Line by line, retype the data exactly as it is given.

(Listed entries begins)

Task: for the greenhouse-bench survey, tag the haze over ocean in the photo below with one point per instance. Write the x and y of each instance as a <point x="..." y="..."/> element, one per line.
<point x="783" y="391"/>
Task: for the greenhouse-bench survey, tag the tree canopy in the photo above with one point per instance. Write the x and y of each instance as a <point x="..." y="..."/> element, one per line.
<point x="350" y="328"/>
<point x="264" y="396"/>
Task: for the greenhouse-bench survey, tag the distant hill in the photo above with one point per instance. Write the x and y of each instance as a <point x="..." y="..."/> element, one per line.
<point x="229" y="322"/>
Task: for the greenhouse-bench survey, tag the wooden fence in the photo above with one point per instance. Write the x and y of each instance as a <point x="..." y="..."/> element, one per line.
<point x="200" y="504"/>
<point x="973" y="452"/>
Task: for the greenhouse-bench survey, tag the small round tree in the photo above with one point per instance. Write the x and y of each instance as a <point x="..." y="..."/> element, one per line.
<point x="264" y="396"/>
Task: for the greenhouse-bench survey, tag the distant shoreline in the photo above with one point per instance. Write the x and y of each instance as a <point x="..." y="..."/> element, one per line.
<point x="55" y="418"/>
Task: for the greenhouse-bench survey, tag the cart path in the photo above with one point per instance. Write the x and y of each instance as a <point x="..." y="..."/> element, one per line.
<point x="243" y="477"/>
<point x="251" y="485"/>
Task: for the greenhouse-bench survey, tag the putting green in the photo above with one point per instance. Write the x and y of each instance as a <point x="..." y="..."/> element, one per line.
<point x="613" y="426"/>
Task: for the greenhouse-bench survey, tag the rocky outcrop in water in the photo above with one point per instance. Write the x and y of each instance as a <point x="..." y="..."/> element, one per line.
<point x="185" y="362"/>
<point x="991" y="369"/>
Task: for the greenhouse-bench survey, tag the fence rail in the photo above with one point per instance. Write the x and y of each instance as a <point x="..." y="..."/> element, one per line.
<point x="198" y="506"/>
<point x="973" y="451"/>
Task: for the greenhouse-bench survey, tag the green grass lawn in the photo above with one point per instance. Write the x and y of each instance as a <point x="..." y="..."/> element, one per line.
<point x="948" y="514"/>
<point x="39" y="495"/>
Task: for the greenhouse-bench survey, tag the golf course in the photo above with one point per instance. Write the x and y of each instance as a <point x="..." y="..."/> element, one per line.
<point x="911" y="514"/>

(Listed entries ends)

**Result of the exercise:**
Task: for the greenhouse-bench survey, tag the haze over ocean in the photo below with one point per instance. Write the x and y of each instance as a <point x="..." y="..."/> element, one per line.
<point x="783" y="391"/>
Task: for the greenhouse-bench survey, tag the tree canopy in the photo above with one point per instance. Write the x and y of each instance as a <point x="..." y="..."/> element, one per line.
<point x="350" y="328"/>
<point x="264" y="396"/>
Task: for the greenhouse-bench survey, tag the distant hill in the photo above with one point per instance. Write the x and y of each instance as a <point x="..." y="..."/> element, one per line.
<point x="229" y="322"/>
Task: for the greenhouse-bench survey, tag the wooden fence in the photo above with one point per instance. Write the x and y of each instance as a <point x="..." y="..."/> element, one per line.
<point x="200" y="504"/>
<point x="973" y="452"/>
Task: for the greenhouse-bench survey, tag the small round tree in the photo above with one point per instance. Write the x and y of each instance as a <point x="..." y="..."/> element, one per line.
<point x="264" y="396"/>
Task: for the greenhouse-bench survey, tag the distant shoreline in the photo above with one point per instance. Write the x and y of each instance as a <point x="..." y="..."/> element, one per line.
<point x="55" y="418"/>
Task: for the greenhouse-bench survey, tag the cart path in the photo above with one point per instance. Write the x and y of each instance as a <point x="..." y="..."/> element, one per line.
<point x="243" y="477"/>
<point x="251" y="485"/>
Task: for the greenhouse-bench survey, tag the putting green in the photo above with one point per instance. Write the x and y of each instance as a <point x="..." y="..."/> element, one per line.
<point x="613" y="426"/>
Task: for the greenhouse-bench survey, tag the rocky outcrop in water in the photo above with one point per instance. Write the x and y of each instance as a <point x="..." y="..."/> element, one per line.
<point x="185" y="362"/>
<point x="991" y="369"/>
Task: for the greenhouse-bench survey, tag the fence rail in the photo above with one point per instance. Write the x and y of each instance as a <point x="..." y="..."/> element, one per line.
<point x="198" y="506"/>
<point x="973" y="451"/>
Task: for the greenhouse-bench survey, tag the green grass lawn in the photo above with one point per instance. Write the x and y of each instance as a <point x="..." y="..."/> element, one per line.
<point x="948" y="514"/>
<point x="39" y="495"/>
Task: for the greenhouse-bench survey, tag the golf course in the photo above with one point per instance. Write the x and y of each instance as a <point x="..." y="..."/> element, one per line.
<point x="911" y="514"/>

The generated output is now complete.